### RECORDS TO PROCESS

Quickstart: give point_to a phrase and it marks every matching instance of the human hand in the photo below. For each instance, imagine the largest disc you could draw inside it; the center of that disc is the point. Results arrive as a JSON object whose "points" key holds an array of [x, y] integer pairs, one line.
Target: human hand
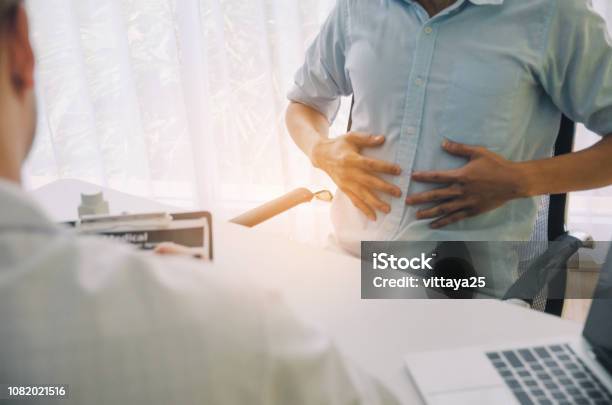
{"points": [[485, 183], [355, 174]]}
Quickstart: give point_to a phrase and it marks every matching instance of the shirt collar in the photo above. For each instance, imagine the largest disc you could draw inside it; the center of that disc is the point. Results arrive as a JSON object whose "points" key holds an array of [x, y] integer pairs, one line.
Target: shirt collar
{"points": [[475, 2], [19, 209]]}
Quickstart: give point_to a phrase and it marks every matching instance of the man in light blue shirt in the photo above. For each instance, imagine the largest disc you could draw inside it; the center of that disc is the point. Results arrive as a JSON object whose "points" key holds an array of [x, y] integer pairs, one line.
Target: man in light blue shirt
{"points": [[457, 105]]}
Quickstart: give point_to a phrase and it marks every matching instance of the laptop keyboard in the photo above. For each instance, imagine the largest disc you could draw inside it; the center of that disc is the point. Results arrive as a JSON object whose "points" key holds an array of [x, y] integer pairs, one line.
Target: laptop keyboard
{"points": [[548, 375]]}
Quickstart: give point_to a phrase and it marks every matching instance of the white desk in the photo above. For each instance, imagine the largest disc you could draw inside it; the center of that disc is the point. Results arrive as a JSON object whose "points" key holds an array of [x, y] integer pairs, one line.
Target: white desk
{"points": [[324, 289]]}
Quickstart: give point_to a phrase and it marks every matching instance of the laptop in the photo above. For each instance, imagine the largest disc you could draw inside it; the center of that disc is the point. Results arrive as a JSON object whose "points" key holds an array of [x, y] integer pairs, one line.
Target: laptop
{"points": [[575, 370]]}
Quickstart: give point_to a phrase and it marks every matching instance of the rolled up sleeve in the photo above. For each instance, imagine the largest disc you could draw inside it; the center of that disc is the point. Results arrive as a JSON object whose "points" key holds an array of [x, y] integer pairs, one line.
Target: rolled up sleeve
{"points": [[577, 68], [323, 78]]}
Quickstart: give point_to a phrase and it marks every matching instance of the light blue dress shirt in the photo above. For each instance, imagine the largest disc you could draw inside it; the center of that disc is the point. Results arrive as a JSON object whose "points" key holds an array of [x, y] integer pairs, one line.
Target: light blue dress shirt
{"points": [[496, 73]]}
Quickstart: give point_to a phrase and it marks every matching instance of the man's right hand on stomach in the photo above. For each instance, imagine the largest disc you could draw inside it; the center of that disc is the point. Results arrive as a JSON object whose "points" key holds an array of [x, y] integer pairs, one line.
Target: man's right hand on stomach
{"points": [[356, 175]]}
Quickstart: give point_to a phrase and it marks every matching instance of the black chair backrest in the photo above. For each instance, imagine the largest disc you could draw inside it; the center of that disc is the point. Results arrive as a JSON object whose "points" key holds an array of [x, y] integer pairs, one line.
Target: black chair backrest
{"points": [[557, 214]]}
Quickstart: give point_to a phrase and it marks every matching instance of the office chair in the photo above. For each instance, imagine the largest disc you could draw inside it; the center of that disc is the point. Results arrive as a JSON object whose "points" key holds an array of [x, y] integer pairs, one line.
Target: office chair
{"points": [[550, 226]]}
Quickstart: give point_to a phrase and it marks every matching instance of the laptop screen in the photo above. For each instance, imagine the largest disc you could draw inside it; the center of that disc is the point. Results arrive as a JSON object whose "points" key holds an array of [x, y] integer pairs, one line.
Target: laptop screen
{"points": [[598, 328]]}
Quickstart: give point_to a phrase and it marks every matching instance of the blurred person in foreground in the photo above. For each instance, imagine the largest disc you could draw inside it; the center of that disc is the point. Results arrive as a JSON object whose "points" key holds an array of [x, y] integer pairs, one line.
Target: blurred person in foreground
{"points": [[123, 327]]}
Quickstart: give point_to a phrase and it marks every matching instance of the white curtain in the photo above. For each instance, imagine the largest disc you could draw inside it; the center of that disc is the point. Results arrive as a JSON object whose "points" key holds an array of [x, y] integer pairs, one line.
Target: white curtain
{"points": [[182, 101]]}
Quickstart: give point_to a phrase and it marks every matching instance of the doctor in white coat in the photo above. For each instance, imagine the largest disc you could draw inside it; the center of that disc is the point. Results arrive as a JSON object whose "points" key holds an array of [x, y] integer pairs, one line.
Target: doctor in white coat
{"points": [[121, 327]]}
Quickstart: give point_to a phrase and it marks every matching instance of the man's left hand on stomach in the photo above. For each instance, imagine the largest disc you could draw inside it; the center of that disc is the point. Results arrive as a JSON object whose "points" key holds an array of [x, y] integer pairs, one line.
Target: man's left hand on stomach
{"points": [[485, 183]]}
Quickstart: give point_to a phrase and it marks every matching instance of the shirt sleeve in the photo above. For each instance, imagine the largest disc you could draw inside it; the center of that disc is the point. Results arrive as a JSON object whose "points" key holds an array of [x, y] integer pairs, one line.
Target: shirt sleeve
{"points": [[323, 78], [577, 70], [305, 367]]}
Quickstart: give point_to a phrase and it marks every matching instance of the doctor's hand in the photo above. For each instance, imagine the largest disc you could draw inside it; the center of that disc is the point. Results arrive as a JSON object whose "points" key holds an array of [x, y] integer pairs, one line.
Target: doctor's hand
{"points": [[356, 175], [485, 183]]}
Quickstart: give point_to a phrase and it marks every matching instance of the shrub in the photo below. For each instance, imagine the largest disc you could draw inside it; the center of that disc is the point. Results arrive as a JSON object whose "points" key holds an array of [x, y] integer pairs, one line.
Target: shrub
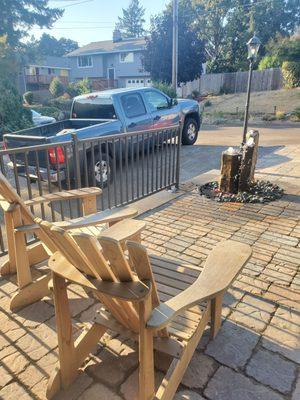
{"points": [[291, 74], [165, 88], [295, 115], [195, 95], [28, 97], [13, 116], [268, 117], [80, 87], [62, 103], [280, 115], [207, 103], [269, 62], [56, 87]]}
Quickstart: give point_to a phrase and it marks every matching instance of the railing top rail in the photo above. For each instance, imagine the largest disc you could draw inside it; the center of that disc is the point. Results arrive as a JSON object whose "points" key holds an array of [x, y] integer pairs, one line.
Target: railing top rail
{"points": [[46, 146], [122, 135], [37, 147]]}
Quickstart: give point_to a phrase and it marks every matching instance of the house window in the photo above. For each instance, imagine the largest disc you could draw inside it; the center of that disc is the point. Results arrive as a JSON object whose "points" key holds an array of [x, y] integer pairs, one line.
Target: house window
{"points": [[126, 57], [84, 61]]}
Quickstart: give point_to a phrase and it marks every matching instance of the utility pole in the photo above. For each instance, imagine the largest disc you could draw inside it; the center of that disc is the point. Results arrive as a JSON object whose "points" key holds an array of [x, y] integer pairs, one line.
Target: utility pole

### REQUIREMENT
From the material above, reproduce everything verbatim except the pictures.

### WORKED ANSWER
Quickstart: give point_to a phrase and it marks every matching instance of the human hand in the photo below. For each instance, imagine the largest disc you could draw inside it; the center of that disc is the point. Results arrive as a JSON object whose "points" key holds an array of [x, y] integer pairs, one line.
Target: human hand
{"points": [[485, 183], [355, 174]]}
Quickstart: give point_to a phrase and it marks every matching instance of the shirt collar in the photo above. For each instance, imagine the largest disc you could draw inside it; the center of that disc is the point. Results arrive as a JSON object whose "points" key holds an array of [x, y] integer pairs, one line.
Target: shirt collar
{"points": [[475, 2], [19, 209]]}
Quickstart: give point_to a phrase and it marks every matching instance of the man in light blue shirt in the photo above. For each instance, imagine the largest disc you could draw inside it; the center of that disc is the point. Results arrive as a JSON object whose "points" key holds an array of [x, y] integer pairs, one line.
Target: man in light blue shirt
{"points": [[457, 105]]}
Quickstart: give point_to a phrase and it marks every matching instance of the laptop keyboard in the photo above. For each instance, imagine the largest disc you could draw inside it; the center of that disc is the point. Results arrive as a JSON object whose "points" key holds an array of [x, y] integer pairs, one line.
Target: laptop keyboard
{"points": [[548, 375]]}
Quickstart: give point_to a phrase and it marks every matching instance of the white desk in the photo above. For each instance, imagine the largest disc you could draw inside it; the center of that disc is the point. Results arrive as a JSON object whose "points" key holds an array of [x, y] integer pairs, one line.
Target: white desk
{"points": [[324, 289]]}
Quickstart: give point_to a phrase and it marks every matching instance of the laptop in the photo above. For each instance, imagine the largest disc you could draw inside it; the center of that disc is the point. Results arrive as a JSON object whose "points" key holds an array of [x, y] integer pairs, one line.
Target: laptop
{"points": [[575, 370]]}
Quickstart: give point_to a phrase and it marks every matching instance of the rolled up sleeve in the photo above. For each instance, imagine the largest disc you could draw inside it; the center of that disc is the point. Results arrive as a JSON object whose "points" key holds an array of [x, y] integer pairs, one line.
Target: rolled up sleeve
{"points": [[577, 68], [323, 78]]}
Quickstart: give point_to a phrase and it marks every matching instance of the light blue dress shirt in the photo above. For each instance, imagine the largest disc you could draw inside it; the center of that disc is the point. Results arrive as a JSON object whose "points" key holds an array of [x, y] integer pairs, one line.
Target: light blue dress shirt
{"points": [[496, 73]]}
Quickstart: give point_to a phrase and it marks every matching instance of the man's right hand on stomach in the photo above. For each instance, imagine the largest disc you could draw inside it; the center of that disc is the point. Results arrive as a JSON object whose "points" key holds an array of [x, y] integer pairs, one line.
Target: man's right hand on stomach
{"points": [[356, 175]]}
Quickstart: give point_to a phrase and it marks every matching instance of the black chair backrest in the photo above. For each instance, imagine the largest disc you could draw inside it; the center of that disc is the point. Results arrive as a JSON object whose "points" key holds an array of [x, y] integer pairs, one line.
Target: black chair backrest
{"points": [[557, 214]]}
Quickstart: give point_to a phrase and it marks every matching instance of the office chair in the photo above. For each instance, imagine the largest disc you could draw inside it; the center of that disc is the point. Results arrive as a JSON object whose "points" key holds an array of [x, y] integer pairs, one line.
Target: office chair
{"points": [[550, 226]]}
Quickstart: give point_to a phrase and it marks every matching instance of the laptop screen in the photo above. For each instance, imagine the largest disc you could draw inside it; the center of that disc is the point. Results arrive as a JSON object whose "points" key holds an array of [x, y] integer pairs, one line.
Target: laptop screen
{"points": [[598, 328]]}
Quickstart: give point_to a phrase and it marks every matching instance of the blurred person in foreground in the photo above. For each instance, imagine the largest disc you could draw inside it; the center of that disc is the point. Results arrive as a JSON object whose "points" key holds an array of [x, y] integer pairs, one line.
Target: blurred person in foreground
{"points": [[123, 327]]}
Quickstart: give point_to a phrase and it marks every matching instance of the white curtain in the photo above. For each instance, imagine the largest disc you could draw inside it; the center of that disc is the point. Results arrive as a JSON object whose "points" key holds an array of [x, y] integer pairs, one line.
Target: white curtain
{"points": [[182, 101]]}
Quickstart: give point_to a phrase and it marks every matching instance of the doctor in white coat in the photo above. For each instance, imagine the largest disc you could draw inside it; the center of that disc is the point. Results arrive as a JSON object whose "points" key holds an array of [x, y] integer pairs, one line.
Target: doctor in white coat
{"points": [[121, 327]]}
Quickstart: give point_to a phrase and it marks every matching instance of the man's left hand on stomach in the photo above. For each instance, imagine the largest disc you could draw inside it; the center of that disc is the point. Results arrive as a JSON object whose "points" key holds an array of [x, y] integer pairs, one line.
Target: man's left hand on stomach
{"points": [[485, 183]]}
Quickstart: give point_to a phrase and it marks every matching instance of the shirt sleeve in the photo above. For each instance, imagine the largest disc you could draw inside it; the center of that disc is the point. Results arrive as a JSON object whose "points" key holds an array of [x, y] integer pairs, one line.
Target: shirt sleeve
{"points": [[323, 78], [577, 70], [305, 367]]}
Quickstart: give point_to a phrase and it marks every matching instance of the doctor's hand in the photo above. For each instance, imagine the largest disc you could draw inside it; the center of that disc is the point. Results arrive as a JSON object whose "points" key holds an array of [x, y] integer pairs, one line.
Target: doctor's hand
{"points": [[356, 175], [485, 183]]}
Quickstart: give point_to a phrase and it marks every matching instance of the shrub in the photo below. For each instance, imagine the largest disc you could draw inside it; the center of that disc is the point. Results arrive as a JSON object whose "points" key holds an array of [x, y] integer pairs, one line.
Target: shrub
{"points": [[291, 74], [165, 88], [295, 115], [195, 95], [28, 97], [13, 116], [268, 117], [80, 87], [62, 103], [280, 115], [207, 103], [269, 62], [56, 87]]}
Quickstart: give point_to a phrase and it marks every matching instance of the railing top rail in the photo above. For each instance, imagine the largest disc you could draw inside it; the center of that disc is the point. Results arrive as a JSON object whose "points" key holds an array of [x, y] integer pairs, one line.
Target: railing top rail
{"points": [[46, 146], [122, 135], [37, 147]]}
Quickstart: give point_to a phrase and it marks every matching instance of the house window in the photo above. For each instance, imagine the largest disc you could draw inside it; the center of that disc is the point. Results arrive as a JSON object whose "points" key holds an array of [x, y] integer pairs, one line.
Target: house window
{"points": [[126, 57], [84, 61]]}
Quickstart: give point_to a phrase and it marks every matching instance of the utility pole in the photo above. For each instance, imagine the largest disc you could draw inside it; the center of that disc is the point. Results arrive as a JSON object whose "points" key holds an array of [x, y] integer pairs, one line.
Target: utility pole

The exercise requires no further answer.